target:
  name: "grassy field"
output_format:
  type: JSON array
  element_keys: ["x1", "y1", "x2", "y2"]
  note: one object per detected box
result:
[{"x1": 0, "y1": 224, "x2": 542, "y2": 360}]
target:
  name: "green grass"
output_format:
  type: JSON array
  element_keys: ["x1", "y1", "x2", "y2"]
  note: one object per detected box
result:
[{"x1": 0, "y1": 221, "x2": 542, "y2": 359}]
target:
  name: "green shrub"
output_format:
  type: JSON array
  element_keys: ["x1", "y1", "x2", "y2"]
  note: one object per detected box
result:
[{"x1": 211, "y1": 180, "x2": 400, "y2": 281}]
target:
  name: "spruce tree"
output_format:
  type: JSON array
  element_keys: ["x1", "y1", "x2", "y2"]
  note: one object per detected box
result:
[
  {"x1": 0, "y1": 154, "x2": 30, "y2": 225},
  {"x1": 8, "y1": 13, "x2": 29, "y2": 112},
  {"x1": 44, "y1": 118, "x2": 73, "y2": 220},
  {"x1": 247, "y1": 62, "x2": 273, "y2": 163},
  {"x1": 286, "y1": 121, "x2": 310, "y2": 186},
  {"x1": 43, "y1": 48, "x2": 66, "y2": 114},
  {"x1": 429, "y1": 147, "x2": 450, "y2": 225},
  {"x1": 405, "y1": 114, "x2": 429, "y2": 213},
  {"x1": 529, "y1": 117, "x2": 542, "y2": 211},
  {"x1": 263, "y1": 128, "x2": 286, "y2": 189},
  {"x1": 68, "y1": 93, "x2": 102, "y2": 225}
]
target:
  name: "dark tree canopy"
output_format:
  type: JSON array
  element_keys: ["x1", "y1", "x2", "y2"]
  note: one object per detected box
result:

####

* **Work to be completed**
Rename "target" to "query" throughout the records above, and reproduce them with no other change.

* **Written response**
query:
  name: "grassy field"
output_format:
  type: JSON array
  element_keys: ["x1", "y1", "x2", "y2"]
  note: one object per detected box
result:
[{"x1": 0, "y1": 224, "x2": 542, "y2": 360}]
query:
  name: "green grass"
output_format:
  type: JSON array
  element_keys: ["x1", "y1", "x2", "y2"]
  note: one object per detected box
result:
[{"x1": 0, "y1": 221, "x2": 542, "y2": 359}]
query:
  name: "green shrub"
output_format:
  type: JSON array
  element_keys: ["x1", "y1", "x2", "y2"]
  note: one object per detected box
result:
[{"x1": 211, "y1": 180, "x2": 400, "y2": 281}]
query:
  name: "spruce tree"
output_format:
  type: JSON array
  element_keys: ["x1", "y1", "x2", "y2"]
  note: one object per detected box
result:
[
  {"x1": 0, "y1": 154, "x2": 30, "y2": 225},
  {"x1": 8, "y1": 13, "x2": 29, "y2": 112},
  {"x1": 44, "y1": 118, "x2": 73, "y2": 220},
  {"x1": 247, "y1": 62, "x2": 273, "y2": 163},
  {"x1": 286, "y1": 121, "x2": 310, "y2": 186},
  {"x1": 43, "y1": 48, "x2": 66, "y2": 114},
  {"x1": 429, "y1": 147, "x2": 450, "y2": 225},
  {"x1": 405, "y1": 114, "x2": 429, "y2": 213},
  {"x1": 529, "y1": 117, "x2": 542, "y2": 211},
  {"x1": 263, "y1": 128, "x2": 286, "y2": 189},
  {"x1": 68, "y1": 93, "x2": 102, "y2": 225}
]
query:
  name: "dark tree canopy"
output_format:
  type: JSON array
  element_keys: ["x1", "y1", "x2", "y2"]
  note: one object per detected box
result:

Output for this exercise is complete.